— begin —
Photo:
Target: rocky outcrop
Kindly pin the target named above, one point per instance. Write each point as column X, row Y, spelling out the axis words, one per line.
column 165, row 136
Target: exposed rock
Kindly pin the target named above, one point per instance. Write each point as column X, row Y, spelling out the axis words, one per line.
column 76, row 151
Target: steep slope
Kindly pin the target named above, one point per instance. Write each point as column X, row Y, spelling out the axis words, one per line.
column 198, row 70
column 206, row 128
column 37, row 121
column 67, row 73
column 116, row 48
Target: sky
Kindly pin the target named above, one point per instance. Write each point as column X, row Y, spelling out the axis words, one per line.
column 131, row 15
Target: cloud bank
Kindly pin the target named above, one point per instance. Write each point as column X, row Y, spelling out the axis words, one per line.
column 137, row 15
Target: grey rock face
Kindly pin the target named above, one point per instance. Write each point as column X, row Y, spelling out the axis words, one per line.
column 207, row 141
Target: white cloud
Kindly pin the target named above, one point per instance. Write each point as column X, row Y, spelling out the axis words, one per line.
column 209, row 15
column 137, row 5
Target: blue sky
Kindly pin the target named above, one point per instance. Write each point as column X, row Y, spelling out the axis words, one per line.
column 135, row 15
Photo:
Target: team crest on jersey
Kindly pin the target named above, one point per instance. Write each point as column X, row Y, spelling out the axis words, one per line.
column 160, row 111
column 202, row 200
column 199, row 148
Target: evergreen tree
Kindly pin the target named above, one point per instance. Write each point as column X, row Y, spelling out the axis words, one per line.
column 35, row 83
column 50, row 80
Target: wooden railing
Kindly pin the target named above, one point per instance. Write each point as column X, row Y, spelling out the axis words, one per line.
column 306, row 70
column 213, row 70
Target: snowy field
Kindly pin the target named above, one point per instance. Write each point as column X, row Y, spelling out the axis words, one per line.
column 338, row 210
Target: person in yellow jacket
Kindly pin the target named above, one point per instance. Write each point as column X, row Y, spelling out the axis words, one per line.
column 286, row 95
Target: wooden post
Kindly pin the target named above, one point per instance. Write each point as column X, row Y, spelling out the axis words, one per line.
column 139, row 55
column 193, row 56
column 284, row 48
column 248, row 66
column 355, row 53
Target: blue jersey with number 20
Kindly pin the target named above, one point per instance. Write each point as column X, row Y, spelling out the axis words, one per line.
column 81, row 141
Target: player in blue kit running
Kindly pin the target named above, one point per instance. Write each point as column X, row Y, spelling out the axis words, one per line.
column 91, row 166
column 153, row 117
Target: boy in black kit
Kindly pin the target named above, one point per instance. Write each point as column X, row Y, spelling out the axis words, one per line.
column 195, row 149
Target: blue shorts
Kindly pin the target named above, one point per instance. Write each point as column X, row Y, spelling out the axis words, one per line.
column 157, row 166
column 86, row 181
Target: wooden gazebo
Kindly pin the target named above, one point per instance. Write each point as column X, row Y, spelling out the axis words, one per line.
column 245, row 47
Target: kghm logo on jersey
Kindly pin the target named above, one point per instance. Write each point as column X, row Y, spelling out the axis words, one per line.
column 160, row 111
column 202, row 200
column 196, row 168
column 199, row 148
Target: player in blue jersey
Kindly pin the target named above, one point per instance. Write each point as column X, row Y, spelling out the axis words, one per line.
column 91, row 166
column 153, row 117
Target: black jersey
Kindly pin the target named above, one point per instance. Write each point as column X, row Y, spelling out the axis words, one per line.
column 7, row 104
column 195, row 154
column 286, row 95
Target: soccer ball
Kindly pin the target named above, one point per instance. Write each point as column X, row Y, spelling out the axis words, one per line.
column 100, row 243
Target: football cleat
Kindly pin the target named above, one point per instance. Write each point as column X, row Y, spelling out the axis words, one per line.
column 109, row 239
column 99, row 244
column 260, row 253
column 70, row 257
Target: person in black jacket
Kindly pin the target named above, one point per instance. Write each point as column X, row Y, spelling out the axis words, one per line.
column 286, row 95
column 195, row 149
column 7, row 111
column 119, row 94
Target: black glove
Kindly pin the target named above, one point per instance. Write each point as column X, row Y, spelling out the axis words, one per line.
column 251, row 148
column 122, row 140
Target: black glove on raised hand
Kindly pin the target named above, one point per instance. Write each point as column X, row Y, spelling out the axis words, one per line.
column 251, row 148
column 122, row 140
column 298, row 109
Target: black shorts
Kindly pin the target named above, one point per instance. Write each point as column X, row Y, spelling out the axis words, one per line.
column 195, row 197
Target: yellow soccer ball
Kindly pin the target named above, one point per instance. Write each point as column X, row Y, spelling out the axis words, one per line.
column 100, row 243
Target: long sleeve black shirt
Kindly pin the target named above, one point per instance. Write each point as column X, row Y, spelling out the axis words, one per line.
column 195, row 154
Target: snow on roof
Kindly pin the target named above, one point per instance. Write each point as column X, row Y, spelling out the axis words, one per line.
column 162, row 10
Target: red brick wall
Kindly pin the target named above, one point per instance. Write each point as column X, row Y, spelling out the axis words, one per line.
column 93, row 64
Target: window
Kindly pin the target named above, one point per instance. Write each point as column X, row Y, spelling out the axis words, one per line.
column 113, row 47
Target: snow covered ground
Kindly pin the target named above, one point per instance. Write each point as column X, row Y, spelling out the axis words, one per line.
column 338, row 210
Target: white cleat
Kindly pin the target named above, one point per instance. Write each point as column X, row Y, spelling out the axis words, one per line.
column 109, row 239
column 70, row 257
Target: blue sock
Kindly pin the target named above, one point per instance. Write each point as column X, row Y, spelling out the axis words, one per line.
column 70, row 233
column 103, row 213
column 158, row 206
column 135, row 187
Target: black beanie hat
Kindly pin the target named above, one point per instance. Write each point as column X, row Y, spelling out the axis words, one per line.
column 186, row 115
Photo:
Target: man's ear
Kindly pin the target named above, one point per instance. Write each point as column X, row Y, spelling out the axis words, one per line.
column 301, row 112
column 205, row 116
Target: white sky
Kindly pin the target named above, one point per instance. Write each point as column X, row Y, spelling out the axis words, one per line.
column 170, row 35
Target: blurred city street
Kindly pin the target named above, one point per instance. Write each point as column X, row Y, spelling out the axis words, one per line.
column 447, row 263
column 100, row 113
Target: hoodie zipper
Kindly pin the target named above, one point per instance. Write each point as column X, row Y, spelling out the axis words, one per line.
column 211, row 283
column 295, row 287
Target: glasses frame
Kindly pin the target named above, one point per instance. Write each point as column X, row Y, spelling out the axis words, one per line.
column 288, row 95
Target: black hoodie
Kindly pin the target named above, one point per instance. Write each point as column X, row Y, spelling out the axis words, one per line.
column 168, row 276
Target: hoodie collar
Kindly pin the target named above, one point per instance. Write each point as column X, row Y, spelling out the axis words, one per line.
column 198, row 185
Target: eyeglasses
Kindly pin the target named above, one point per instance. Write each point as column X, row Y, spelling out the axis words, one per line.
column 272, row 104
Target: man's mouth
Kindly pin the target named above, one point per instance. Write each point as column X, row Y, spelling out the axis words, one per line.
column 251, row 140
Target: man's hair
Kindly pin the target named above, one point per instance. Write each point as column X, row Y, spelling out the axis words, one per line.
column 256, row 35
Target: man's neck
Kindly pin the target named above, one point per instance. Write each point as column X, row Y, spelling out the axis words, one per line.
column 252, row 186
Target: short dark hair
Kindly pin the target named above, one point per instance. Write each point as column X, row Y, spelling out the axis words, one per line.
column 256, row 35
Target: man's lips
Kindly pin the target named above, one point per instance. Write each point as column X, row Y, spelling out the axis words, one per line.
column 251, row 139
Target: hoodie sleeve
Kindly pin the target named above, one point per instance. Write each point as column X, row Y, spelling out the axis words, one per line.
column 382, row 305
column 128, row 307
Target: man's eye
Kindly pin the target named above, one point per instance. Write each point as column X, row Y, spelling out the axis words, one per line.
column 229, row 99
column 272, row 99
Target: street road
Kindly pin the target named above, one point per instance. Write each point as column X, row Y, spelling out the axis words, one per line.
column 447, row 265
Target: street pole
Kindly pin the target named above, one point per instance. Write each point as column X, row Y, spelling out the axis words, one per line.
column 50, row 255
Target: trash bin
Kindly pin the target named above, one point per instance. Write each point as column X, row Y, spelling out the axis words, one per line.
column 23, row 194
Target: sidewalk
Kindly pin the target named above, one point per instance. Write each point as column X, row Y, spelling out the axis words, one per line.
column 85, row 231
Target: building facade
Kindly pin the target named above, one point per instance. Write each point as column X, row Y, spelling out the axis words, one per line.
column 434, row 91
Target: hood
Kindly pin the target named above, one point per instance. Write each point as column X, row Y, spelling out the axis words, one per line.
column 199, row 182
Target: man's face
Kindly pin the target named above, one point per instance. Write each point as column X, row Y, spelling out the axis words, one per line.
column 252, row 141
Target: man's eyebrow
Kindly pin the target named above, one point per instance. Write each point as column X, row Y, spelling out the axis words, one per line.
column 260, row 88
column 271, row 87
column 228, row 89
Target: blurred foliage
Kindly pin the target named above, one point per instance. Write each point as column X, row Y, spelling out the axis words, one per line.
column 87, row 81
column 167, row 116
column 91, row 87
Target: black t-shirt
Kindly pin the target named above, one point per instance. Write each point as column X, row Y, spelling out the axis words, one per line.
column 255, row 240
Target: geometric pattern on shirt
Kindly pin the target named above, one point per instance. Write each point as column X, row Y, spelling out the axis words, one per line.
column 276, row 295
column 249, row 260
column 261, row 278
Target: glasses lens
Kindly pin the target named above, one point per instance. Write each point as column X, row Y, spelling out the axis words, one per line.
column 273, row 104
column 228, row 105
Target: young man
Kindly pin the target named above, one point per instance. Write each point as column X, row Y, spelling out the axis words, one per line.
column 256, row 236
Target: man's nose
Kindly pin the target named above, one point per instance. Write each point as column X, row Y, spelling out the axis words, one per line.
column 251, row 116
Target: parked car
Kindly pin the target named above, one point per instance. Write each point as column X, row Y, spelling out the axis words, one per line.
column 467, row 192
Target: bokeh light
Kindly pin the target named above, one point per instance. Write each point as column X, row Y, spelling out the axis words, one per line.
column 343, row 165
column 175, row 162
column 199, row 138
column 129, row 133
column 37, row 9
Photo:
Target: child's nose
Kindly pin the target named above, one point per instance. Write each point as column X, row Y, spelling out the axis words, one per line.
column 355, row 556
— end —
= Problem to work on =
Could you echo, word for word, the lines starting at the one containing "Target: eyeglasses" and ending at the one containing "column 251, row 140", with both of those lines included?

= Task solution =
Target: eyeglasses
Kindly pin the target named above, one point per instance. Write each point as column X, row Y, spelling out the axis words, one per line.
column 272, row 104
Target: man's mouth
Kindly pin the target named above, one point per instance. Write each point as column X, row Y, spelling out the axis words, one per line.
column 251, row 140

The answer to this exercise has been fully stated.